TASK BRIEF >> Can you retype the part of the text on China's zero-covid policy that opens with the words containing "In a sign of" and closes with "days at home.", copying it character for character?

SOURCE TEXT >>
◆ ◆ ◆ ◆ ◆ ◆ ◆

Beijing’s staunch adherence to zero covid often appears puzzling to much of the developed world, where, despite much higher case numbers than China’s, blanket lockdowns are no longer considered necessary because of high vaccination rates.
Many in China, too, find it difficult to understand the strategy.
In a sign of mounting impatience, a senior epidemiologist’s response to the question “Why can’t China end epidemic control measures like other countries?” drew nearly 500 million views on the microblog Weibo on Wednesday.
In Shanghai, rapid shifts in policy are wearing out locals like Zoey Yang, a 30-year-old consultant who lives to the west of the Huangpu River. She has gone through one 48-hour isolation period and is preparing for four more days at home.
“There was one day I heard the community broadcast saying that my neighborhood would be put into another lockdown starting at midnight, but the next day, that lockdown was suddenly canceled without explanation,” Yang said. “You can get really confused sometimes.”
“It’s just too difficult,” she added. “We are one of the last countries in the world to still implement a zero-covid policy. How are we going to continue doing this if we want to engage with other countries?”

◆ ◆ ◆ ◆ ◆ ◆ ◆

MATERIAL SHOWN >>
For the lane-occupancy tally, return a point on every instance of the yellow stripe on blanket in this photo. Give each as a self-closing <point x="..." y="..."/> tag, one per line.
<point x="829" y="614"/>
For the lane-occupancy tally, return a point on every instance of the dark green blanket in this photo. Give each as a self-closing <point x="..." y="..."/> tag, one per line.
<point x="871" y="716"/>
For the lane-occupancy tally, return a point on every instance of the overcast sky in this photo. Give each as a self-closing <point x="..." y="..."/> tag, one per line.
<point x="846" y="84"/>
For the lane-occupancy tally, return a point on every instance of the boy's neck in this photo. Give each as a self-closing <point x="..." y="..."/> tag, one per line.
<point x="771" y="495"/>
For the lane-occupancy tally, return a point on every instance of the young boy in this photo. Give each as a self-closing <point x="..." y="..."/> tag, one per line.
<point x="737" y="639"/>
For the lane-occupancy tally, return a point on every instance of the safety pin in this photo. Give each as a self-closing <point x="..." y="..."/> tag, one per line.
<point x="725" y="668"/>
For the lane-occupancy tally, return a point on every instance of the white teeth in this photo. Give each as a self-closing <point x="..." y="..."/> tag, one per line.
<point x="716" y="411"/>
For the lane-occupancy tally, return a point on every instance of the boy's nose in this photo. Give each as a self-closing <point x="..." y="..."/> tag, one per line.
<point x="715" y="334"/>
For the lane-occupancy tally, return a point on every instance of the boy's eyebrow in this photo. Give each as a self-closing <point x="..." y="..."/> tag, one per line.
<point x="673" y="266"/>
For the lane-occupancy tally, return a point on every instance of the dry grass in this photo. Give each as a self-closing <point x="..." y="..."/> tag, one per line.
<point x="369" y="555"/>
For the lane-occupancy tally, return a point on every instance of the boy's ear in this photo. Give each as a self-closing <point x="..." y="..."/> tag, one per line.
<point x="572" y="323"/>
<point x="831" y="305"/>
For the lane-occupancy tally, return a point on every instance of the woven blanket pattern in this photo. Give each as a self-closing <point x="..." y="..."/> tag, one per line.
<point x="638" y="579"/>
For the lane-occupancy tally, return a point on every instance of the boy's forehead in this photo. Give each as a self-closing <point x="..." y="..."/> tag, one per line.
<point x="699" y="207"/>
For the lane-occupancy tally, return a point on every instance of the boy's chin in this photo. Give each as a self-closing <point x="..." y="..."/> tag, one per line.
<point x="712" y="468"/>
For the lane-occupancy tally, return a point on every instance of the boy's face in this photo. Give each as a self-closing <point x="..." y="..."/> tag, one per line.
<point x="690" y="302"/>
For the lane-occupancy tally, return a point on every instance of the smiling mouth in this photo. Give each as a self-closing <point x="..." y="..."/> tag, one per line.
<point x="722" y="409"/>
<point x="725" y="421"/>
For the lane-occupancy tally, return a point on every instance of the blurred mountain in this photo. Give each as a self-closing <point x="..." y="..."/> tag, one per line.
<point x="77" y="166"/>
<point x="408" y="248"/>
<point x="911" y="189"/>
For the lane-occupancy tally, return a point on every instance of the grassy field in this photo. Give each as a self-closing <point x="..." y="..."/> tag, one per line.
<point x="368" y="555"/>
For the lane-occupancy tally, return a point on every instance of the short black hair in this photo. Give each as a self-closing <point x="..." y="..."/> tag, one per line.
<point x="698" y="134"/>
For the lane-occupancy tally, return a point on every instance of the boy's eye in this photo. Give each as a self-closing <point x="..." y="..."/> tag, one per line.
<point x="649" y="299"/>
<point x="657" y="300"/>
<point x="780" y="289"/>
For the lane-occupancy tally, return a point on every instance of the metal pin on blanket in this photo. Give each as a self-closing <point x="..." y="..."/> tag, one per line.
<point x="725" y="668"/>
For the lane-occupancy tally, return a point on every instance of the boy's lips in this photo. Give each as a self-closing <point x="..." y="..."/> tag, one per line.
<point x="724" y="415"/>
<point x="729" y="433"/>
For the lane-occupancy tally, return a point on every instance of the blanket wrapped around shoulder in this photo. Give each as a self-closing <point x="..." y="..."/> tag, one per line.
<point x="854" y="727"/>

◆ ◆ ◆ ◆ ◆ ◆ ◆

WRITTEN REPLY >>
In a sign of mounting impatience, a senior epidemiologist’s response to the question “Why can’t China end epidemic control measures like other countries?” drew nearly 500 million views on the microblog Weibo on Wednesday.
In Shanghai, rapid shifts in policy are wearing out locals like Zoey Yang, a 30-year-old consultant who lives to the west of the Huangpu River. She has gone through one 48-hour isolation period and is preparing for four more days at home.